If you have been diagnosed with prostate cancer, let me first say that I’m sorry to hear that. Although I cannot take your diagnosis away, I hope I can ease your suffering by giving you the best treatment possible.
If your cancer is confined to the prostate and hasn’t spread, removal of the prostate using the robot (robotic prostatectomy) may be the best option for you. If I do your operation, your chance of being cancer-free afterwards is as good as with any of the world’s best surgeons. And definitely higher than the average UK surgeon. This is because prostate cancer surgery is complex and takes a lot of training and experience to get good at. Lots of surgeons in the UK do the operation, but only a few do it often enough to get the best results for their patients. It’s a bit like playing golf. Just because you can hit the ball doesn’t make you good. It takes practice, training, and lots of hours spent on the course, driving range, and putting green to hit the ball well and get a single-digit handicap. The same is true of prostate cancer surgery. And having a robot is a bit like having the best golf clubs. The best equipment (robot) in inexperienced hands is no better than no robot in good hands. What you want is the best surgeon with the best equipment (robot).
You also need to know that prostate cancer surgery is a team sport. It takes an exceptional team of surgeons, assistants, anaesthetists, theatre staff, and other doctors that help plan the surgeries to get the job done to the highest standard. I only use the best staff in the best hospitals in London, and I plan each and every one of my surgeries with world-leading radiologists (MRI and X-ray experts). This gives me a road-map of your individual prostate anatomy and cancer size, shape and location. I can then determine whether to spare the nerves to improve your recovery of erections, or spare other structures close to the prostate to help you recover your urinary control as quickly as possible.
I also have considerable knowledge about non-surgical treatments for prostate cancer, having been a brachytherapy fellow for 3 years and having done focal therapies in my training. I understand about the different types of radiotherapy and if you need a radiotherapy opinion I know all the best people in that field to send you to.
I believe passionately than prevention is better than cure, and that early diagnosis saves lives. Therefore, if you have a relative with prostate cancer I’d be happy to see you. Did you know that prostate cancer is common in men whose female relatives have had breast or ovarian cancer? The simple blood test (PSA) gets a bad press, but actually it’s very useful when performed more than once at different times. Getting a trend of how the PSA is changing gives a good indication as to whether you are likely to have significant prostate cancer. So I use PSA a lot, both to monitor men at risk of prostate cancer, as well as to monitor the effects of treatment. For patients who need a prostate biopsy, I am an expert in using the best techniques to adequately sample the prostate to give you an accurate diagnosis of your cancer. I usually advise you to have this done while asleep under a short anaesthetic, but a few patients can have it done while awake if they prefer.
I am lucky to receive referrals from urologists, oncologists, GPs, and patients themselves from across the world, and I hope to have the opportunity to help you. If you are a man with prostate cancer, I want you to stay calm and just seek the best treatment. Try not to worry, just go and find a doctor you can trust to look after you and who will work tirelessly to give you the best possible results.

* _MATERIAL SHOWN_:
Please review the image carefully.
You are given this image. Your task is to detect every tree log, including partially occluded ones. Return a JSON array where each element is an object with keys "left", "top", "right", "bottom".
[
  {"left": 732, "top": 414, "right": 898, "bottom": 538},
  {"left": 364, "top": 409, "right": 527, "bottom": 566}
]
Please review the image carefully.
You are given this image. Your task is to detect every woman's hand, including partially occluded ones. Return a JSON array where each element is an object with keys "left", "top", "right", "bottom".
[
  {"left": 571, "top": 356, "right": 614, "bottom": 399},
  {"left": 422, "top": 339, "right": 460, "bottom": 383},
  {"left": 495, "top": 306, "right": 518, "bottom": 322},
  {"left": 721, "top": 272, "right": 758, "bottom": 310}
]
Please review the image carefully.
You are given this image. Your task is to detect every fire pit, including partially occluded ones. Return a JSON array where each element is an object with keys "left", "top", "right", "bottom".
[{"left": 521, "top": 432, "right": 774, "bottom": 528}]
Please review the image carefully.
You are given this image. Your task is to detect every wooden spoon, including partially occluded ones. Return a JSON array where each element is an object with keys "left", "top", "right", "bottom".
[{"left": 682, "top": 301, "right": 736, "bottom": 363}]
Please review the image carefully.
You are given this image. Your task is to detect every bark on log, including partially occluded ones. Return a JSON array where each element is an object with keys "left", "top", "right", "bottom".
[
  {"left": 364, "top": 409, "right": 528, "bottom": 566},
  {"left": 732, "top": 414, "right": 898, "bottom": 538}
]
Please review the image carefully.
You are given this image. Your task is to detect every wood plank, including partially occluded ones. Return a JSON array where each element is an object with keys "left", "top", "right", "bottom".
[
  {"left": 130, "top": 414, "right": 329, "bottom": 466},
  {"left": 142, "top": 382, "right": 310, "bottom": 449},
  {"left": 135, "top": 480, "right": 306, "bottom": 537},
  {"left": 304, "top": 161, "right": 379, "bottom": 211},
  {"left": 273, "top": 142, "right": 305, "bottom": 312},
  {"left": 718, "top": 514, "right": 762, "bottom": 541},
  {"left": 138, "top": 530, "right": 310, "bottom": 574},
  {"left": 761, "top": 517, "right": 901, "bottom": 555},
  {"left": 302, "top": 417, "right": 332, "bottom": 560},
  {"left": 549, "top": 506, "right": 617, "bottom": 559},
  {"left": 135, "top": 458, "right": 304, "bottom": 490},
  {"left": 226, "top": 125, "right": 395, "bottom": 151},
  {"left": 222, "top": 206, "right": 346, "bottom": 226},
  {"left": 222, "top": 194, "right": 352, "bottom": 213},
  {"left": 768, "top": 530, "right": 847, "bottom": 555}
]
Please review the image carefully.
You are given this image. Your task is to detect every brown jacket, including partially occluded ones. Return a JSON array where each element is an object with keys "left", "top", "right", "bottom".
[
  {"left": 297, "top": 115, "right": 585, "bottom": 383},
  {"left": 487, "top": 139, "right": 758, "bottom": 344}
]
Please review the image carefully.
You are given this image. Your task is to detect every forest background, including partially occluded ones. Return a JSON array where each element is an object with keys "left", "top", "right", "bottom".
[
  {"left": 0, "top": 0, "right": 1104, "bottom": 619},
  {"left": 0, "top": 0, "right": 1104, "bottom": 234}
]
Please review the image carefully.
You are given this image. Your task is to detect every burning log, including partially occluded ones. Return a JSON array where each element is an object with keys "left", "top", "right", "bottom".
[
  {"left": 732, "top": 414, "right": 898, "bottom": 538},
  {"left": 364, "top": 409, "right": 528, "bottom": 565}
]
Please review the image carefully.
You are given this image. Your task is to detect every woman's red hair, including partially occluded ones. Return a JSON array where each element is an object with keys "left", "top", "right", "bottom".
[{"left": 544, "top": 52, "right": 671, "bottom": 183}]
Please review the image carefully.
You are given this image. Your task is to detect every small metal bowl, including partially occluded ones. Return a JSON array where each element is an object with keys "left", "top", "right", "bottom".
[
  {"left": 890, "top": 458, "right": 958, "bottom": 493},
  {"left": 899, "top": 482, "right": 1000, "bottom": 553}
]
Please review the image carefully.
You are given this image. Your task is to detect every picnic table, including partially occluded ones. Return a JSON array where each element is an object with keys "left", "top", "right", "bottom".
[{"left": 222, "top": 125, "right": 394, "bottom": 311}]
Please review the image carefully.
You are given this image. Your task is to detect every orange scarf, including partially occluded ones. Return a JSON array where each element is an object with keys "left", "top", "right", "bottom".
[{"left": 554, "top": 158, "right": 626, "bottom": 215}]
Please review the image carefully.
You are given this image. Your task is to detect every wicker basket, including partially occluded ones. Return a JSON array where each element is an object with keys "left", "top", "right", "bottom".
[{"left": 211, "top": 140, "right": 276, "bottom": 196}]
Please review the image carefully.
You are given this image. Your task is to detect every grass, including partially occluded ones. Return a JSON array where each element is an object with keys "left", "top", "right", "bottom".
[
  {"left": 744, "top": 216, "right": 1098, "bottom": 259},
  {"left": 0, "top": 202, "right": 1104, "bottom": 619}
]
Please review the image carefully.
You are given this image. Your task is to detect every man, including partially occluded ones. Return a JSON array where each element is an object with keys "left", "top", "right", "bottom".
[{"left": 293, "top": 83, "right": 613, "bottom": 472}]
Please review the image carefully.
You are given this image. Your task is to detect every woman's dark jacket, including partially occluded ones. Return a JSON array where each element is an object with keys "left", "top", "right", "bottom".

* _YOUR TASK_:
According to the prostate cancer text, how long was the writer a brachytherapy fellow? Rely only on the text about prostate cancer treatment.

* _OUTPUT_:
Three years.